- _Problem_:
Rewrite the listing below, substituting "json" for each occurrence of "JSON" and keeping every other character the same.

(Saved entries)
┄┄┄┄┄┄┄┄┄┄┄┄┄┄┄┄┄┄┄┄
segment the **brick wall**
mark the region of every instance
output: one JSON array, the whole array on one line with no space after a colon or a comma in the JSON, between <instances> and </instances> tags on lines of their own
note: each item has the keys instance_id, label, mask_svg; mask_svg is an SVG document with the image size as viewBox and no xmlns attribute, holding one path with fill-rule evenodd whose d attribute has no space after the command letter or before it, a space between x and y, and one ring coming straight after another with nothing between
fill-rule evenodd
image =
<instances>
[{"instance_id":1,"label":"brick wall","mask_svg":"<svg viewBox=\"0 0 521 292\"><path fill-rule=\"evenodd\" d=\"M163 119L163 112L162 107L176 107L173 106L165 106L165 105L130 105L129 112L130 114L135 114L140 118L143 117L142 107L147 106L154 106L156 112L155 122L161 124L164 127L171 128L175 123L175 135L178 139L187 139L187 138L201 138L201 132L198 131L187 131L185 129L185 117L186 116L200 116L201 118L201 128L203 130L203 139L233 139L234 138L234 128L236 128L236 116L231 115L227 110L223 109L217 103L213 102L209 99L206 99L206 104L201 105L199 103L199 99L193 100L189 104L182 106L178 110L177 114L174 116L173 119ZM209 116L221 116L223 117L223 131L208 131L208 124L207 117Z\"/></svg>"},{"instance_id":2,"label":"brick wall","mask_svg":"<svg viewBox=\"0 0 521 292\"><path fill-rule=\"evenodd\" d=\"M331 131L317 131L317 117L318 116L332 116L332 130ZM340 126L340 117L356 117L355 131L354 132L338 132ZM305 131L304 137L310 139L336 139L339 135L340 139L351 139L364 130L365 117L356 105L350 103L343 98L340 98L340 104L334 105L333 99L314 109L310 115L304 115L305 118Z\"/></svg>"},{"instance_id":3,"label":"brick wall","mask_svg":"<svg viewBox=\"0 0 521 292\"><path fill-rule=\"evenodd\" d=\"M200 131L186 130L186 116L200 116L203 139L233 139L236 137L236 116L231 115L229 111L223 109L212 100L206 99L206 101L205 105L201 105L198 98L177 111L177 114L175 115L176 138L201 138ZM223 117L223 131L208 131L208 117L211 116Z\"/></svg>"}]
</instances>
┄┄┄┄┄┄┄┄┄┄┄┄┄┄┄┄┄┄┄┄
- _Full answer_:
segment the **brick wall**
mark the region of every instance
output: one json array, the whole array on one line with no space after a colon or a comma in the json, between <instances> and </instances> tags on lines of their own
note: each item has the keys instance_id, label, mask_svg; mask_svg is an SVG document with the image size as viewBox and no xmlns attribute, holding one path with fill-rule evenodd whose d attribute has no space after the command letter or before it, a space between x and y, and one ring coming straight after another with nothing between
fill-rule evenodd
image =
<instances>
[{"instance_id":1,"label":"brick wall","mask_svg":"<svg viewBox=\"0 0 521 292\"><path fill-rule=\"evenodd\" d=\"M163 119L163 112L162 107L176 107L173 106L165 106L165 105L130 105L129 112L130 114L135 114L140 118L143 117L142 107L147 106L154 106L156 112L155 122L161 124L164 127L171 128L175 123L175 135L178 139L187 139L187 138L201 138L201 132L198 131L187 131L185 129L185 117L186 116L200 116L201 118L201 128L203 130L203 139L233 139L234 138L234 128L236 128L236 116L231 115L227 110L223 109L217 103L213 102L209 99L206 99L206 104L201 105L199 103L199 99L193 100L189 104L182 106L178 110L177 114L174 116L173 119ZM209 116L221 116L223 117L223 131L208 131L208 124L207 117Z\"/></svg>"},{"instance_id":2,"label":"brick wall","mask_svg":"<svg viewBox=\"0 0 521 292\"><path fill-rule=\"evenodd\" d=\"M331 131L317 131L317 117L318 116L332 116L332 130ZM340 126L340 117L356 117L355 131L354 132L338 132ZM305 131L304 137L310 139L336 139L339 135L340 139L351 139L364 130L365 117L356 105L350 103L343 98L340 98L340 104L334 105L333 99L314 109L310 115L304 115L305 118Z\"/></svg>"},{"instance_id":3,"label":"brick wall","mask_svg":"<svg viewBox=\"0 0 521 292\"><path fill-rule=\"evenodd\" d=\"M200 131L186 130L186 116L200 116L203 139L233 139L236 137L236 116L231 115L229 111L223 109L212 100L206 99L206 101L205 105L201 105L198 98L177 111L177 114L175 115L176 138L201 138ZM223 117L223 131L208 131L208 117L211 116Z\"/></svg>"}]
</instances>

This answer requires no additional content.